Instruction
Locate each line in the material below that contains the string "castle", and copy those lines.

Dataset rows
──────────────────────────────

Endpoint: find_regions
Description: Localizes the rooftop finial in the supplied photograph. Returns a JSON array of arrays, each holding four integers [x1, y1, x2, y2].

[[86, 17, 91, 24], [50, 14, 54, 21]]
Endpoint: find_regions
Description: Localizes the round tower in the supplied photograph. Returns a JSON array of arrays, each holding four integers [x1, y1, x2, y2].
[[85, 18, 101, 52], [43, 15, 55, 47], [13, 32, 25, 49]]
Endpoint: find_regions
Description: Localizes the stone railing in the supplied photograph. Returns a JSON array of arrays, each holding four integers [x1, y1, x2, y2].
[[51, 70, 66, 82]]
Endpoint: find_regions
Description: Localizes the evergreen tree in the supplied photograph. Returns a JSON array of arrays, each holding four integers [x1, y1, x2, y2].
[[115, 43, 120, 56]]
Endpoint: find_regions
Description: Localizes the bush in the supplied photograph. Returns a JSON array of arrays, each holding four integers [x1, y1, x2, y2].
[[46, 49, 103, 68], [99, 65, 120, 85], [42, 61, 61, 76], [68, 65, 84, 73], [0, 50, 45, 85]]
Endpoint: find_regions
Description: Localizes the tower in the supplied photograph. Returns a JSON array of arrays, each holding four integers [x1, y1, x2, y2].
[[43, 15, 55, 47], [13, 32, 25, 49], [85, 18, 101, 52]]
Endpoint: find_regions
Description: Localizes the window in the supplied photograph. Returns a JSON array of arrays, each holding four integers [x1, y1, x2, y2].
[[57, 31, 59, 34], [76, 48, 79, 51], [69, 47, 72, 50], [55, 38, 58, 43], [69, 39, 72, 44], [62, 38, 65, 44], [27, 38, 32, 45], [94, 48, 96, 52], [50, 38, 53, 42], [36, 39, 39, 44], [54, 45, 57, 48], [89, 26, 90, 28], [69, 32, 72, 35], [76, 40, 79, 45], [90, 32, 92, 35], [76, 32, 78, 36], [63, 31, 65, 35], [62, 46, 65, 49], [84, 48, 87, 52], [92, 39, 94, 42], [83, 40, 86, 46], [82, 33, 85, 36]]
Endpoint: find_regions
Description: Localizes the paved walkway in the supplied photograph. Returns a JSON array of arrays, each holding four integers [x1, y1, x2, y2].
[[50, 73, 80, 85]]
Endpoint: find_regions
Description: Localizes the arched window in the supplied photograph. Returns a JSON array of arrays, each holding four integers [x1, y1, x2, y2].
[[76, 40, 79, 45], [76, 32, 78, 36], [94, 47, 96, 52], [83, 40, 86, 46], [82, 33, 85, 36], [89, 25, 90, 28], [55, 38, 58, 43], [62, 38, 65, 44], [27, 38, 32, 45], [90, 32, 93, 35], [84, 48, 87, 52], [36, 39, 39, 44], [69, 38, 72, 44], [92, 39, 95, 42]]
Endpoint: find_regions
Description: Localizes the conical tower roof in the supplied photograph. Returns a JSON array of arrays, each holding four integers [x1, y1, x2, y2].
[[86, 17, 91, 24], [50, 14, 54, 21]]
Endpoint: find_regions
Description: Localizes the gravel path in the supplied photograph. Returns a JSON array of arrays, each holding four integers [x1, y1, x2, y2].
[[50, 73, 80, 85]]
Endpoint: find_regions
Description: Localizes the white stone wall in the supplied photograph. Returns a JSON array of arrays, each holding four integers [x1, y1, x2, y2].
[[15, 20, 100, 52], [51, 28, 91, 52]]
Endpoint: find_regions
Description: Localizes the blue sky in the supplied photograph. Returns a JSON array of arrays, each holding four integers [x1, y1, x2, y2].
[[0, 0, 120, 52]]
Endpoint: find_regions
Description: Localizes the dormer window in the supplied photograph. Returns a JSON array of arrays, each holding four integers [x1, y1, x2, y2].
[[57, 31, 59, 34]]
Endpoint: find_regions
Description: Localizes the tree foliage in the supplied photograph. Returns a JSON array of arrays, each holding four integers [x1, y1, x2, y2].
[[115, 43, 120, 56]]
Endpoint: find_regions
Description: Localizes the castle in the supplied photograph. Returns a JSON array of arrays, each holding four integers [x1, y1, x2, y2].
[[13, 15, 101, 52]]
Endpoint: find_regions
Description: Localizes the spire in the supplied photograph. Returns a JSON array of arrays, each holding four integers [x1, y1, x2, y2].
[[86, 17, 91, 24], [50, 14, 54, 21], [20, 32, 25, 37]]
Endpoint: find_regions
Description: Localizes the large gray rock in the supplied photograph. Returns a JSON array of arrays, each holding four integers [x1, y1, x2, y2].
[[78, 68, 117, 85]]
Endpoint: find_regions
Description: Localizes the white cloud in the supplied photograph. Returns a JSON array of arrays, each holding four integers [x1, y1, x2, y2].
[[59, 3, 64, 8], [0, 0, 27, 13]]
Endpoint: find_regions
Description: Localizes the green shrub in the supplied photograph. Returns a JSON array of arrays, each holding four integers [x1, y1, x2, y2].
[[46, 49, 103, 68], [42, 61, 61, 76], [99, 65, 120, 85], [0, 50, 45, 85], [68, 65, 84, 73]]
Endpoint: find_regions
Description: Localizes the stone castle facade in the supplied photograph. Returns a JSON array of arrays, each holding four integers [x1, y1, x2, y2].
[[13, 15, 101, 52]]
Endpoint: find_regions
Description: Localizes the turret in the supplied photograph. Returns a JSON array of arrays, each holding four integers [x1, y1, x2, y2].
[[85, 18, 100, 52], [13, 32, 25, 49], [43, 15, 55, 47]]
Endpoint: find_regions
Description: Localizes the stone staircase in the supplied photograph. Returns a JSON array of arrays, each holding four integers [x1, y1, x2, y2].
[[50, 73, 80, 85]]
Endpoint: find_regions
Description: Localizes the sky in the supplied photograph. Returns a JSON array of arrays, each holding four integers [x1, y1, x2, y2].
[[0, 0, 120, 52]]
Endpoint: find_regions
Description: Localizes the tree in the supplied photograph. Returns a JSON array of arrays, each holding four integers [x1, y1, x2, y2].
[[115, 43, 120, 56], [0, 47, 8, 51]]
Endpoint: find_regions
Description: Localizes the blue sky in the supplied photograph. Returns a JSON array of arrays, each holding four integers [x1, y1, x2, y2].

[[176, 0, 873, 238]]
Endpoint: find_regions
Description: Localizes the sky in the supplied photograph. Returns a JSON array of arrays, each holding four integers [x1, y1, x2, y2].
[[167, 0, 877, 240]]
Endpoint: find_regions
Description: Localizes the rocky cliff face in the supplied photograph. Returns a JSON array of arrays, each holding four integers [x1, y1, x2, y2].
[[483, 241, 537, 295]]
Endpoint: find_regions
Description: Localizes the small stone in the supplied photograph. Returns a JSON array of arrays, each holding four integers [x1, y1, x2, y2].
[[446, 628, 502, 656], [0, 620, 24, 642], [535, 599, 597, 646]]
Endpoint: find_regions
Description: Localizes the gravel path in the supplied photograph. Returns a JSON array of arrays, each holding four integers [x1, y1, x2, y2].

──────────────────────────────

Final result
Description: Localizes the castle in the supplied photograph. Returns a JSON array of arrays, each holding four integers [x1, y1, x2, y2].
Description: Localizes the stone castle facade in the supplied photograph. Returns a JSON array of arrays, each holding four integers [x1, y1, x2, y2].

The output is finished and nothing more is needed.